Stored items
┌──

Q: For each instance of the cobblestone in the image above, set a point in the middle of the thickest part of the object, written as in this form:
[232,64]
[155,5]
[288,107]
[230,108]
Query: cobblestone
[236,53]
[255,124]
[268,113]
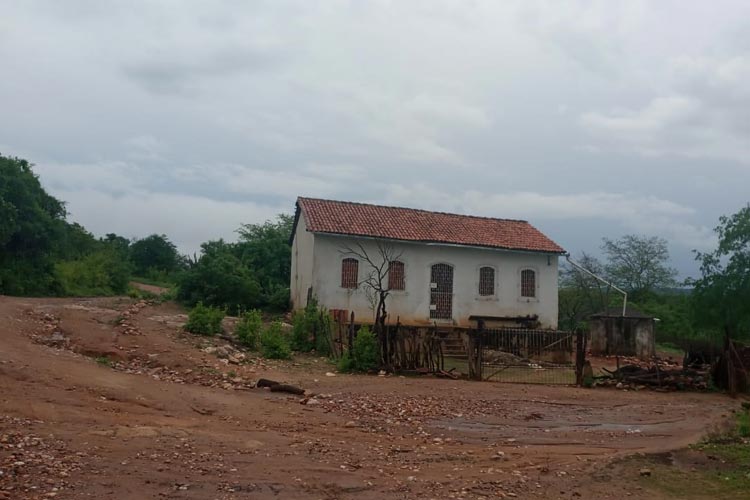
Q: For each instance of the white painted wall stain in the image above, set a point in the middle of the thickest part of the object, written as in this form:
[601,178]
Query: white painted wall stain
[318,264]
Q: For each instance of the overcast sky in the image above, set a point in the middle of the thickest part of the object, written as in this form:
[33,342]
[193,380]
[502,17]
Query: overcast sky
[588,119]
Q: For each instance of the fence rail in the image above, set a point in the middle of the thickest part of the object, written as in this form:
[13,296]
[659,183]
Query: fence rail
[523,356]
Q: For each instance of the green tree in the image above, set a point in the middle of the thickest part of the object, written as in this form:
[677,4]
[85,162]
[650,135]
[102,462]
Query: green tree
[31,224]
[219,278]
[722,293]
[266,249]
[154,253]
[638,264]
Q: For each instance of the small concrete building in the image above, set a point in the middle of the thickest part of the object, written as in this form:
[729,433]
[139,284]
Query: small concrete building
[628,335]
[446,269]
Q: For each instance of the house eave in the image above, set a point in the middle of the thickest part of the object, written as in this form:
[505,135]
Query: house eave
[443,243]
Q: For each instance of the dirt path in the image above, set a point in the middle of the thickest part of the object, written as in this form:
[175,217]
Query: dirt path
[105,398]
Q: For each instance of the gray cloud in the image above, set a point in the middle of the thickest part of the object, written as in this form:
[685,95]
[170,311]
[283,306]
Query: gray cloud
[190,118]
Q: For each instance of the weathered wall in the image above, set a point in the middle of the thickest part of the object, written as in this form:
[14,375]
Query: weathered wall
[303,248]
[413,304]
[622,336]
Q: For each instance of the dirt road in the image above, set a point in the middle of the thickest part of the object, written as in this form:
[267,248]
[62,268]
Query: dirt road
[106,398]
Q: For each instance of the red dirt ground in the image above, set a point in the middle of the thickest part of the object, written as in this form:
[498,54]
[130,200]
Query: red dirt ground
[106,398]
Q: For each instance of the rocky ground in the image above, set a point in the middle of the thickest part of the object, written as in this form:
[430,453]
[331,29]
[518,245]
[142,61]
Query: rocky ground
[107,398]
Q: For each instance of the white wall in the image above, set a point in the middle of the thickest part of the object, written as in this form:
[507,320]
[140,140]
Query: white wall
[413,304]
[301,279]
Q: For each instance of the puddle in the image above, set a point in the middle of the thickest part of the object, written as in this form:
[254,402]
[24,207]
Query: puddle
[488,427]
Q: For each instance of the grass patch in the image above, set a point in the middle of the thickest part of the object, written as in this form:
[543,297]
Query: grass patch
[669,348]
[717,467]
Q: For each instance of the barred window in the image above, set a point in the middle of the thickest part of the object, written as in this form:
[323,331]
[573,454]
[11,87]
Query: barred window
[349,273]
[486,281]
[528,283]
[396,275]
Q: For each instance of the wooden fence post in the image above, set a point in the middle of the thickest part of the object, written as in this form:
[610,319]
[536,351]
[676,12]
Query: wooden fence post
[351,334]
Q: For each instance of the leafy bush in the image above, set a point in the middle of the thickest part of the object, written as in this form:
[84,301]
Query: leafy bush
[204,320]
[219,279]
[743,423]
[273,343]
[345,363]
[100,273]
[312,329]
[154,256]
[365,353]
[248,328]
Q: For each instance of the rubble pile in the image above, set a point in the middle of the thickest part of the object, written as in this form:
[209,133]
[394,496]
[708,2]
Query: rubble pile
[638,377]
[384,413]
[124,323]
[49,332]
[32,467]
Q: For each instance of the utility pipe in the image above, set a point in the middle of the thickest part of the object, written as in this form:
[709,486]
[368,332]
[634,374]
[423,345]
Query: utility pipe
[623,292]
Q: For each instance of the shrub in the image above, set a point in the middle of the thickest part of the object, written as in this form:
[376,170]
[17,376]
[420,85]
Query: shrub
[345,363]
[248,328]
[273,343]
[311,329]
[219,279]
[743,423]
[99,273]
[302,331]
[364,355]
[204,320]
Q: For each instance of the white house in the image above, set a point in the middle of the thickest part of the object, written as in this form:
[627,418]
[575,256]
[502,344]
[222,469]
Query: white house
[447,269]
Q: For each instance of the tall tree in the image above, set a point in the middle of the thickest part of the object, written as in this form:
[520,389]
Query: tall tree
[31,225]
[722,293]
[638,264]
[377,261]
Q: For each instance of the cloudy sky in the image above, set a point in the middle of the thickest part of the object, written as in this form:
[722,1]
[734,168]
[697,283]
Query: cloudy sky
[588,119]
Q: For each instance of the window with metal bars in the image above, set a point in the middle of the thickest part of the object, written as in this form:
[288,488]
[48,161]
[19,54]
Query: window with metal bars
[396,275]
[349,273]
[486,281]
[528,283]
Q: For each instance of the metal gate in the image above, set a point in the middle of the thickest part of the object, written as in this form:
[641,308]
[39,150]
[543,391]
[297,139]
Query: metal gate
[527,356]
[441,291]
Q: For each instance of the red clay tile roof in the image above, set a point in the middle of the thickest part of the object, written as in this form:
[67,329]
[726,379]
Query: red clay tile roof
[408,224]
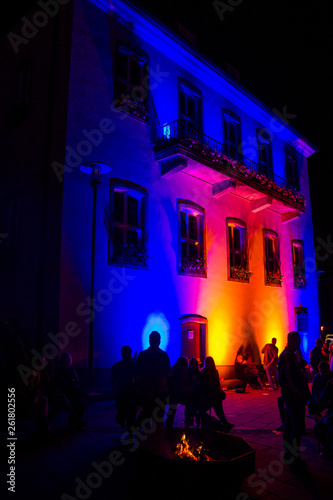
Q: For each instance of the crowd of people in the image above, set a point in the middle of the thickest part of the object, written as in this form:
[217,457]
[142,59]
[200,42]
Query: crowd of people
[139,384]
[148,385]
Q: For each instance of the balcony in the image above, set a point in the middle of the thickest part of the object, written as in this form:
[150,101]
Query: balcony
[180,148]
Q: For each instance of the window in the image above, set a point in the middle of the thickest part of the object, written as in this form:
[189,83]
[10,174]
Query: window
[292,179]
[191,236]
[237,251]
[232,134]
[128,224]
[189,108]
[21,93]
[298,264]
[132,83]
[265,153]
[273,274]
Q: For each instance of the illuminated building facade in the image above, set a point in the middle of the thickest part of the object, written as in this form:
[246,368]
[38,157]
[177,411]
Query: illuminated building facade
[204,228]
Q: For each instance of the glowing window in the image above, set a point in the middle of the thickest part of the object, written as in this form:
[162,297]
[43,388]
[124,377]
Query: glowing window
[237,250]
[232,134]
[273,274]
[131,85]
[128,224]
[265,153]
[292,179]
[297,250]
[189,108]
[191,239]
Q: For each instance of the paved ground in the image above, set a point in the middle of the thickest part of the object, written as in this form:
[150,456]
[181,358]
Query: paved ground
[67,466]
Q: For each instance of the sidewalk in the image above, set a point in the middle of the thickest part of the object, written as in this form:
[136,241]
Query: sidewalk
[68,466]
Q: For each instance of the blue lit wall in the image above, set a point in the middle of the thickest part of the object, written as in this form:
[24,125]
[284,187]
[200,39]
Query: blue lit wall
[129,303]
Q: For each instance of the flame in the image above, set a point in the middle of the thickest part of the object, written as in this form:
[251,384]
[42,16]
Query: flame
[184,450]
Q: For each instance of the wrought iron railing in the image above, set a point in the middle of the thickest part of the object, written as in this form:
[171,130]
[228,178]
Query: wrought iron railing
[179,130]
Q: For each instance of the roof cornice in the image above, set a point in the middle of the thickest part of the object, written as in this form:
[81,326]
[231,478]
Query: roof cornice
[158,35]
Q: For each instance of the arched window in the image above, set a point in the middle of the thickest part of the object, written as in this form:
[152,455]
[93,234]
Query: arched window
[128,224]
[191,223]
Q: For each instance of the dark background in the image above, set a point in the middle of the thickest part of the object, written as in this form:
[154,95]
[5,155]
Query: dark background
[283,53]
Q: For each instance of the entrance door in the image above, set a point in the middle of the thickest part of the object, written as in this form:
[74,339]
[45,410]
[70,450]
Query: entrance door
[191,341]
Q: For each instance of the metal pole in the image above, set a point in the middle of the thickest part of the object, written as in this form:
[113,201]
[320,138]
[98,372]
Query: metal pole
[92,280]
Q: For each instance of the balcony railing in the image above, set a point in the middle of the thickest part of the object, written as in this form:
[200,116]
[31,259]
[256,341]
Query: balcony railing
[180,132]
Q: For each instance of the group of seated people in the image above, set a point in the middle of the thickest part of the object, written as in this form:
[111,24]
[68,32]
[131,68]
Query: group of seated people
[321,401]
[52,390]
[198,390]
[248,373]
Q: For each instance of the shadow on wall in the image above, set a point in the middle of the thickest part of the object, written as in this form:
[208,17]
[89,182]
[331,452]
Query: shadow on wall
[250,348]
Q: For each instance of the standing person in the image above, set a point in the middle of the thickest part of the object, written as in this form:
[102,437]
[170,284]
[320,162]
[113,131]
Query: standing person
[178,390]
[316,356]
[295,393]
[153,370]
[67,383]
[214,395]
[330,350]
[122,382]
[271,356]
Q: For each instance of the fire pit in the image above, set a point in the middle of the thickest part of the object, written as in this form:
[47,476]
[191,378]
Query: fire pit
[201,462]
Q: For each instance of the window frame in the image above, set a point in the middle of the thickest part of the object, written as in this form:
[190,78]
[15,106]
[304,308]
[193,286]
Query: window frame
[268,233]
[298,244]
[192,208]
[233,222]
[265,167]
[292,181]
[119,97]
[231,117]
[140,193]
[188,89]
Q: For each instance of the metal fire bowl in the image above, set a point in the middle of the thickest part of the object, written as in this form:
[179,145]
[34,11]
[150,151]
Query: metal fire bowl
[156,466]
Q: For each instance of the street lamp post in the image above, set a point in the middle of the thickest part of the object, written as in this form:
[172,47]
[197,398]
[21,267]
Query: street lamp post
[95,169]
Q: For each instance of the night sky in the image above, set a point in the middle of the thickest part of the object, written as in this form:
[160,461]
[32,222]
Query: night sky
[283,51]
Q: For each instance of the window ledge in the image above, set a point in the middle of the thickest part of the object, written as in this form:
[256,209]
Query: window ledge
[194,275]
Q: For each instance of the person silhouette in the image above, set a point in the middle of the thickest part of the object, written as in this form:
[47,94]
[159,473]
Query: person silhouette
[123,383]
[153,369]
[212,391]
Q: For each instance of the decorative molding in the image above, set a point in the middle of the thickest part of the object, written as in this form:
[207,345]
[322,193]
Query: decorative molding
[221,188]
[171,167]
[260,204]
[290,216]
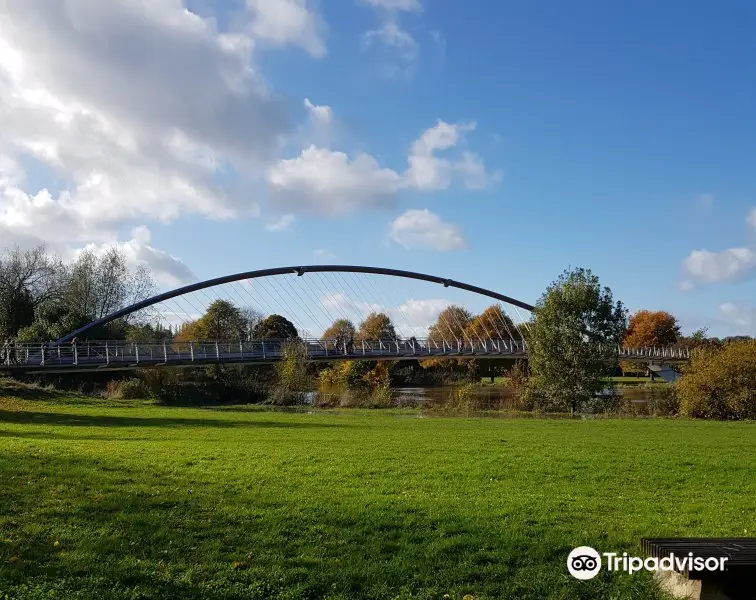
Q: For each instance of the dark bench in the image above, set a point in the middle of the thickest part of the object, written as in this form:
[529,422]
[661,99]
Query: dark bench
[736,582]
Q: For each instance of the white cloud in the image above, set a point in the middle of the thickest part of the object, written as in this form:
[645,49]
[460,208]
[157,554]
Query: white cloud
[391,34]
[320,114]
[705,202]
[329,183]
[741,319]
[396,5]
[137,107]
[751,219]
[168,270]
[416,316]
[715,267]
[428,171]
[411,318]
[424,229]
[282,224]
[288,22]
[323,254]
[403,48]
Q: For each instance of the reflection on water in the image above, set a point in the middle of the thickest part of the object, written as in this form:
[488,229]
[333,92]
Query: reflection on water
[484,398]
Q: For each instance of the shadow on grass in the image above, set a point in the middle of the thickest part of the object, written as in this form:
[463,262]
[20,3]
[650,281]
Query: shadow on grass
[272,547]
[50,435]
[51,418]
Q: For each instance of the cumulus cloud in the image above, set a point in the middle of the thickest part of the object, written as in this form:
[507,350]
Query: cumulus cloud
[412,317]
[714,267]
[429,171]
[751,219]
[323,254]
[282,224]
[138,108]
[329,183]
[390,35]
[416,316]
[321,114]
[424,229]
[288,22]
[397,5]
[168,270]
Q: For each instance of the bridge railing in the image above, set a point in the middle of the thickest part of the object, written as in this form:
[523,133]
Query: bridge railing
[106,353]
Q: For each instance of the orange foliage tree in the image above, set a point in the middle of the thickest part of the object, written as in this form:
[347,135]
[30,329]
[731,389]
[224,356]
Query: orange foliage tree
[649,328]
[652,328]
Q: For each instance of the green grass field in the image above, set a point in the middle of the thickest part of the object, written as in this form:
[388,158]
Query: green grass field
[137,501]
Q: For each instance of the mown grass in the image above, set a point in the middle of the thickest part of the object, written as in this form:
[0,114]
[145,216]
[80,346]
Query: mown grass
[114,500]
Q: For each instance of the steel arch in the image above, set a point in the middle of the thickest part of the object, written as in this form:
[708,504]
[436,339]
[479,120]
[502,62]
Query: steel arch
[301,270]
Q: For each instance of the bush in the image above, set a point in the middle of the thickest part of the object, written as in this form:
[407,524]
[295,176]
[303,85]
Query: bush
[720,383]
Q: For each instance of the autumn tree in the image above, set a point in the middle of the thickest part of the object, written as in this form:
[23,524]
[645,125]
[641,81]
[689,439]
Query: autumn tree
[28,279]
[493,323]
[274,327]
[341,329]
[652,328]
[221,321]
[720,382]
[451,325]
[376,326]
[573,341]
[98,284]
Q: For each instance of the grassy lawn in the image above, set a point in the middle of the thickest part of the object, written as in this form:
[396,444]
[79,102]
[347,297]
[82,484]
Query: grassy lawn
[137,501]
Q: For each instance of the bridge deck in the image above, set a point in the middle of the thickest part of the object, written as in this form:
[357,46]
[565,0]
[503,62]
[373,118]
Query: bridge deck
[129,355]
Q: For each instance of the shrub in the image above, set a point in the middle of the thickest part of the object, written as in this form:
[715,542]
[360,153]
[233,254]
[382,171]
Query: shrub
[720,383]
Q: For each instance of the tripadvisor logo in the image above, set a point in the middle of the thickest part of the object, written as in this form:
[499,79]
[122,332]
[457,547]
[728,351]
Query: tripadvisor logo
[584,563]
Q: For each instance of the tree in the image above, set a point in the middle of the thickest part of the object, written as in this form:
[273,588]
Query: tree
[28,279]
[16,310]
[492,324]
[652,328]
[99,284]
[274,327]
[251,318]
[700,339]
[376,326]
[720,382]
[221,321]
[341,329]
[146,332]
[573,340]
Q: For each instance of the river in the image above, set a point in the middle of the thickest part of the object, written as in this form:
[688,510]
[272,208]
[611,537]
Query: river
[485,397]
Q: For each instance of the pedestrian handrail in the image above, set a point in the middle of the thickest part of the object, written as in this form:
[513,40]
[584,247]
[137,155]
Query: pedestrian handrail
[98,353]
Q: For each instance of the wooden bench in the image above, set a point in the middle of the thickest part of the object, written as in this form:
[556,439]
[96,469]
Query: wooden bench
[736,582]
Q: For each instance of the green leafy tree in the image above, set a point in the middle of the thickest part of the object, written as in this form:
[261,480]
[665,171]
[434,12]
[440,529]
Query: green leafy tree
[719,382]
[493,323]
[274,327]
[341,329]
[16,310]
[221,321]
[376,326]
[451,325]
[573,340]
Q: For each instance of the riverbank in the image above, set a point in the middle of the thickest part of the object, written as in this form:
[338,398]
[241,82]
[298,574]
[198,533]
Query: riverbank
[111,499]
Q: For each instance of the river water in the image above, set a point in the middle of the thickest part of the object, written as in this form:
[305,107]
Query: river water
[484,398]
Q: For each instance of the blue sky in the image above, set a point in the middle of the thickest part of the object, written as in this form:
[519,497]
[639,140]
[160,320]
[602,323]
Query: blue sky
[615,136]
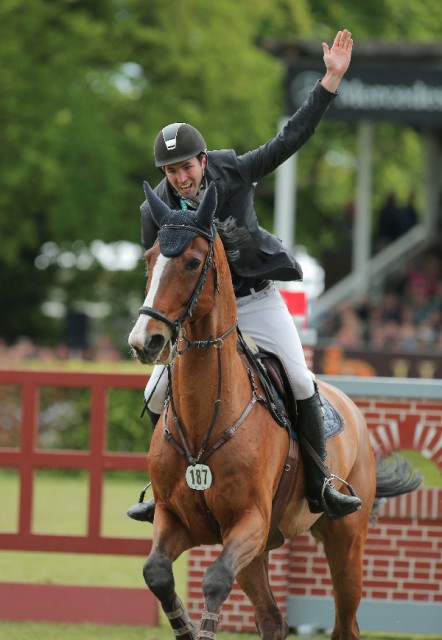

└──

Count the lines in the listing above that contain the string "cloudy", treating uppercase and lowercase as different, and give only the number.

2